## [Task to carry out]
Copy out, word for word, the rows from their first line through the line that contains "point(498, 384)", including both, and print no other lines.

-- Supplied data start --

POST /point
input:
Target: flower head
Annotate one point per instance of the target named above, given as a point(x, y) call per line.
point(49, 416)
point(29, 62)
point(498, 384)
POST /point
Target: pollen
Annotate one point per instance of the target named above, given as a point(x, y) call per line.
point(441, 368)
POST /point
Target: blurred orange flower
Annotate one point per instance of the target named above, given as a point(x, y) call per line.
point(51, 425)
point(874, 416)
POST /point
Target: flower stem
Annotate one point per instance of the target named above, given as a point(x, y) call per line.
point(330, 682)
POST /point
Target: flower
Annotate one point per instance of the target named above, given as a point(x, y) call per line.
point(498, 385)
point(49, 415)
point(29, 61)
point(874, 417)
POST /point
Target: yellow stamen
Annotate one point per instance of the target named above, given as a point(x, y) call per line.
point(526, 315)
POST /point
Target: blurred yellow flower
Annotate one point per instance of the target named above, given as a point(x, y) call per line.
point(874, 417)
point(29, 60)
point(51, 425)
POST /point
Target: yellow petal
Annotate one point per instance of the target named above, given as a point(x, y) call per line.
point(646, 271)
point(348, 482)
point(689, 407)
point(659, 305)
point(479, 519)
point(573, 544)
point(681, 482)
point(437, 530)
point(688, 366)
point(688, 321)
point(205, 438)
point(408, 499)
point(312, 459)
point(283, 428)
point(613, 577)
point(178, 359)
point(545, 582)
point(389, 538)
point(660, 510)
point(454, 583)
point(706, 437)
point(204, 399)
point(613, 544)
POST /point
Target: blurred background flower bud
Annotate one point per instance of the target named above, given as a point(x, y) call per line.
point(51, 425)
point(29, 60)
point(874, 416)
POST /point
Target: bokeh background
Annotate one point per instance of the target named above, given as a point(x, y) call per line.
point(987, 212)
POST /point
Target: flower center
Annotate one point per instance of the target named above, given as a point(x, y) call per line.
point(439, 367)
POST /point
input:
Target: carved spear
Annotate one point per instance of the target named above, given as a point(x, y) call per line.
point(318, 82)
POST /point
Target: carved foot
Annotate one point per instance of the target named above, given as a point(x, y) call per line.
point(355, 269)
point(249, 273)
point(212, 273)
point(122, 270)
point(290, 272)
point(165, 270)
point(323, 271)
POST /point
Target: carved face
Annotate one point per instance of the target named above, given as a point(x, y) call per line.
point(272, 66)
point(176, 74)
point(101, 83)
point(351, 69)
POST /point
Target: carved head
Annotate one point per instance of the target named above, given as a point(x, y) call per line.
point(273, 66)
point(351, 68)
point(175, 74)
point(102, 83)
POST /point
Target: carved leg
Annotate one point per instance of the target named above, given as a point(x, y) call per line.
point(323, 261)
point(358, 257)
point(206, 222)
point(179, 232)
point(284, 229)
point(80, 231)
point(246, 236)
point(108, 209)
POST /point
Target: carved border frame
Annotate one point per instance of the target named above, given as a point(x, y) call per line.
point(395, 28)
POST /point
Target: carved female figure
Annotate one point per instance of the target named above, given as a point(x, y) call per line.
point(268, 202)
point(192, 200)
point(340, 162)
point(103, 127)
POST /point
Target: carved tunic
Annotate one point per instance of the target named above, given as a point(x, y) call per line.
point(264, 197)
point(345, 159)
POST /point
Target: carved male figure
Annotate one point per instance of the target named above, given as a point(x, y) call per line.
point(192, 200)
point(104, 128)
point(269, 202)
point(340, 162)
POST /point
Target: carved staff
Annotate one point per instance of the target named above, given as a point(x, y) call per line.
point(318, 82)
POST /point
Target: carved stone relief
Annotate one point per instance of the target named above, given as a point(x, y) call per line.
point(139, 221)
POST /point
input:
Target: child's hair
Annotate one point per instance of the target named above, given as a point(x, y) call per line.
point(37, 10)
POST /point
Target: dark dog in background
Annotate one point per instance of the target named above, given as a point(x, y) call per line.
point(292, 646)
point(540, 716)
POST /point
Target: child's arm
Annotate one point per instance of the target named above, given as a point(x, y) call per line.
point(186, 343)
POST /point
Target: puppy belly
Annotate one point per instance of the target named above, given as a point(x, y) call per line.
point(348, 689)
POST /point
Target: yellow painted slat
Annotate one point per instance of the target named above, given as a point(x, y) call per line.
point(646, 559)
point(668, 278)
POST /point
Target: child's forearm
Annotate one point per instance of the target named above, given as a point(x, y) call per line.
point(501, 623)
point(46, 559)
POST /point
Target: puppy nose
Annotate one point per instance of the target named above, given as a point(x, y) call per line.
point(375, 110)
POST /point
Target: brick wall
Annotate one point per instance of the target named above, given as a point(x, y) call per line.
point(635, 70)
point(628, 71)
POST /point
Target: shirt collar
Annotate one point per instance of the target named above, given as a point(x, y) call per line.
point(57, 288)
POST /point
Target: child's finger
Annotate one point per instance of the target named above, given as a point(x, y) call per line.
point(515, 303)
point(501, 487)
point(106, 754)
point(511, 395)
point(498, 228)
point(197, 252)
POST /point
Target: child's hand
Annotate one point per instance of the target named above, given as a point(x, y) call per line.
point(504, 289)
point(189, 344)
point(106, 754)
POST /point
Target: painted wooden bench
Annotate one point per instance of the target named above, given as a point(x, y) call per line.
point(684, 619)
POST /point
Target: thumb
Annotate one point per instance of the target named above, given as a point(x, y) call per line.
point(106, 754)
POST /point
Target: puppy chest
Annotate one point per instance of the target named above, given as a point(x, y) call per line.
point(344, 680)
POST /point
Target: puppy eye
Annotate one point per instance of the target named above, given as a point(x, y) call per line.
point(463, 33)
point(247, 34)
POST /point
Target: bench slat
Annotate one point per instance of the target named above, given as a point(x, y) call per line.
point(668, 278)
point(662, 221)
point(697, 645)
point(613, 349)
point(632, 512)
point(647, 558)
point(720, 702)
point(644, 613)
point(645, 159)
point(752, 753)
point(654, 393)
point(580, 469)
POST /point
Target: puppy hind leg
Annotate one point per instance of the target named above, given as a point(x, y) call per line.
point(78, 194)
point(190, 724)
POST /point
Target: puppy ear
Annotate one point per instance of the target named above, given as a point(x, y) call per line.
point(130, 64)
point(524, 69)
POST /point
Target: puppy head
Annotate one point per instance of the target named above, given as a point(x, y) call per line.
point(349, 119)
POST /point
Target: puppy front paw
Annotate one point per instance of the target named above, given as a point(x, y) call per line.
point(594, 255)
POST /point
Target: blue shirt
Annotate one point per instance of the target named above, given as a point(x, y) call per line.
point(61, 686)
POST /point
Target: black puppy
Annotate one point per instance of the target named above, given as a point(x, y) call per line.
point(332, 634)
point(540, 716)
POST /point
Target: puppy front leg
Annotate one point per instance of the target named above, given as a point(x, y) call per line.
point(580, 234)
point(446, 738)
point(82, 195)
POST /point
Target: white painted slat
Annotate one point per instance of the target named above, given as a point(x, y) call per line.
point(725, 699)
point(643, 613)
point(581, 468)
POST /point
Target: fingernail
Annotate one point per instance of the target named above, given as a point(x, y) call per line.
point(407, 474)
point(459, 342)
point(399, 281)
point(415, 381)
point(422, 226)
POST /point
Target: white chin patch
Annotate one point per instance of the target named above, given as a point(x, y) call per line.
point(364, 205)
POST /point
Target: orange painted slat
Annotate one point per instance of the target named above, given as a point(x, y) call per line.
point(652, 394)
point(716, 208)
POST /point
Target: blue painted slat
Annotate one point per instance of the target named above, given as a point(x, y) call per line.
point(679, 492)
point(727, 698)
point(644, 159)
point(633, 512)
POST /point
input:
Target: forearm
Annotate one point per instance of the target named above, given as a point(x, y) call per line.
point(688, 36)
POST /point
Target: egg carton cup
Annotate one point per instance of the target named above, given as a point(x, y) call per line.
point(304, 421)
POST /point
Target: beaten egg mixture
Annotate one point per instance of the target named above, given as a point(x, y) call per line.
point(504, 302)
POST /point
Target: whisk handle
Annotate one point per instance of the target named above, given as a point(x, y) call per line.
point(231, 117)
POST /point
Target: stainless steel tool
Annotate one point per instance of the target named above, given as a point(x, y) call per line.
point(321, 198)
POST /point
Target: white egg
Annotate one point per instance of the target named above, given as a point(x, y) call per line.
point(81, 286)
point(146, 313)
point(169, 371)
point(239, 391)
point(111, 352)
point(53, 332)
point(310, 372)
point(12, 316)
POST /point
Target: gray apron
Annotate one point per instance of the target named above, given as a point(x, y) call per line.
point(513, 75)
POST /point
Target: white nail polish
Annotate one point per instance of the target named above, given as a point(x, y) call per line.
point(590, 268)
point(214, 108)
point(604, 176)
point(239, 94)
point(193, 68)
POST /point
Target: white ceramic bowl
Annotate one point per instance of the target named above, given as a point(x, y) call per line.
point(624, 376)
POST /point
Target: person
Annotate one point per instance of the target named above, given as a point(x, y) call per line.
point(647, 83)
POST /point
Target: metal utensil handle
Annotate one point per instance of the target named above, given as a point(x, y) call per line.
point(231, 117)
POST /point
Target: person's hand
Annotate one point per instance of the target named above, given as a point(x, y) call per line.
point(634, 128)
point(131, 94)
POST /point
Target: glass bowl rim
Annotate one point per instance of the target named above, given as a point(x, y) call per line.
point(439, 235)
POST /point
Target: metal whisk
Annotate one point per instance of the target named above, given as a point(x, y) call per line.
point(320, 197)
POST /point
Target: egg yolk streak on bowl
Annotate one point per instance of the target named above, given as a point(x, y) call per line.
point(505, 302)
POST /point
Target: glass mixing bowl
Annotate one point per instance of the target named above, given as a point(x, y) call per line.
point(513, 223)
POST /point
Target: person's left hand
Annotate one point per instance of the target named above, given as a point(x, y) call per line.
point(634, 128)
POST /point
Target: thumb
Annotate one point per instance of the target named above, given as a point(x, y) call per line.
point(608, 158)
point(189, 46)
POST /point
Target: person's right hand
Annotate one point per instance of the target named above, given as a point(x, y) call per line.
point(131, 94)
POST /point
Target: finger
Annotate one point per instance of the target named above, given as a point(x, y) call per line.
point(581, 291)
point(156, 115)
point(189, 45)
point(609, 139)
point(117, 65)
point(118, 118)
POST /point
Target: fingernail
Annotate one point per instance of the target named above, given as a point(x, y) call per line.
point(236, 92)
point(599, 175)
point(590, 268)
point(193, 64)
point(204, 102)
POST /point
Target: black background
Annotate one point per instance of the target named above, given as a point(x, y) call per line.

-- Supplied data end --

## [Task result]
POST /point
input:
Target: flower head
Annotate one point per instance of the target named above, given as a point(x, y) call per line.
point(49, 416)
point(29, 62)
point(498, 384)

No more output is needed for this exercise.